▶ _What the task requires_:
The entries should be restated word for word.

▶ _Data section_:
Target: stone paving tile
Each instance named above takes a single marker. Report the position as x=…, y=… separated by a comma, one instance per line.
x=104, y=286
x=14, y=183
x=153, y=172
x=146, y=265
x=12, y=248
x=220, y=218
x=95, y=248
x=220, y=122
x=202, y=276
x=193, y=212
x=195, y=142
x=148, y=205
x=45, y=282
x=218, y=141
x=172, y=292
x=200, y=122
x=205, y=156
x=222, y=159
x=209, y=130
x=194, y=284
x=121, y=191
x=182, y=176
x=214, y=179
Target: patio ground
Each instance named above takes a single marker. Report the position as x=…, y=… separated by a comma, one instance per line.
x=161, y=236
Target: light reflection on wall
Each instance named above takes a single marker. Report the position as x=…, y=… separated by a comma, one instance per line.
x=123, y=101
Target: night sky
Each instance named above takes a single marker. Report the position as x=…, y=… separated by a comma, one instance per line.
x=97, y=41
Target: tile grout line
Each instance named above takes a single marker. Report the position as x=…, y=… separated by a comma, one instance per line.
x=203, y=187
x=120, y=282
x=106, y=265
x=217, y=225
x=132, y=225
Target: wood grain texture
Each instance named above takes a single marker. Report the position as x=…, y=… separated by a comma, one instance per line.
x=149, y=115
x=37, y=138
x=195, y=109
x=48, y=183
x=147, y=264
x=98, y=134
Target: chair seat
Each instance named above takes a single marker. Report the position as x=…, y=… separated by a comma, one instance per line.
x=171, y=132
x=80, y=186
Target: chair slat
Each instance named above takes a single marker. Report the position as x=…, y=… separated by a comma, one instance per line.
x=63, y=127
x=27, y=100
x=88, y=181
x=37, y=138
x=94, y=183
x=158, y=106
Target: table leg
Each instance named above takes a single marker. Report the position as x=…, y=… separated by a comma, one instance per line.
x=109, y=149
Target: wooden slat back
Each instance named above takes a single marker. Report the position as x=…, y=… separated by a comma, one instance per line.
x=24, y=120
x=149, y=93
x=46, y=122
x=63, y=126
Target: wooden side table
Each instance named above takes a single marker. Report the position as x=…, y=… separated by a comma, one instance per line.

▶ _Exercise result_:
Target: stone paving tile
Each instance named above takes a single marker. Report the position as x=…, y=… separated by a comma, one instance per line.
x=104, y=286
x=14, y=183
x=153, y=172
x=146, y=265
x=12, y=248
x=220, y=218
x=95, y=248
x=220, y=122
x=202, y=276
x=193, y=212
x=195, y=142
x=148, y=205
x=45, y=282
x=218, y=141
x=172, y=292
x=200, y=122
x=205, y=156
x=222, y=159
x=209, y=130
x=194, y=284
x=121, y=191
x=182, y=176
x=214, y=179
Target: patio ground
Each instance named above takes a single marker. Report the position as x=…, y=… separated by a comma, one instance per line.
x=161, y=236
Target: light reflection on wall
Each instance named above takes a single marker. Report the position as x=…, y=… separated by a comma, one instance per line.
x=123, y=101
Target: night sky
Each instance named above takes a single marker. Report the position as x=…, y=… separated by a comma, one instance per line.
x=97, y=41
Target: tile grout line
Each instance named above takes a single marker. Report the position as x=…, y=… separated by a comma, one instance per line.
x=203, y=187
x=120, y=282
x=106, y=265
x=217, y=225
x=132, y=225
Target: wood grain texture
Each instance named above takes a single marker. Report the position as x=…, y=… separated by a comma, one instance per line.
x=149, y=115
x=37, y=138
x=195, y=109
x=48, y=183
x=147, y=264
x=98, y=134
Target: chair seat
Each instance named above takes a single marker. Report the position as x=…, y=… separated by a comma, one instance per line.
x=171, y=132
x=80, y=186
Target: chair slat
Each instance named above takes a single marker. Report the position as x=…, y=… separated by a comma, one instance per line.
x=63, y=127
x=27, y=100
x=88, y=181
x=37, y=138
x=94, y=183
x=158, y=106
Target: table leg
Each instance named above takes a single marker. Report the position as x=…, y=… separated by a comma, one instance per line.
x=109, y=149
Target: wooden slat back
Each instance named above takes a single marker. Report the position as x=…, y=… separated by a comma, one instance per line.
x=24, y=120
x=149, y=93
x=46, y=122
x=63, y=126
Target: wooden side table
Each instance named above takes a single marker. Report the position as x=…, y=… separated by a comma, one instance per line.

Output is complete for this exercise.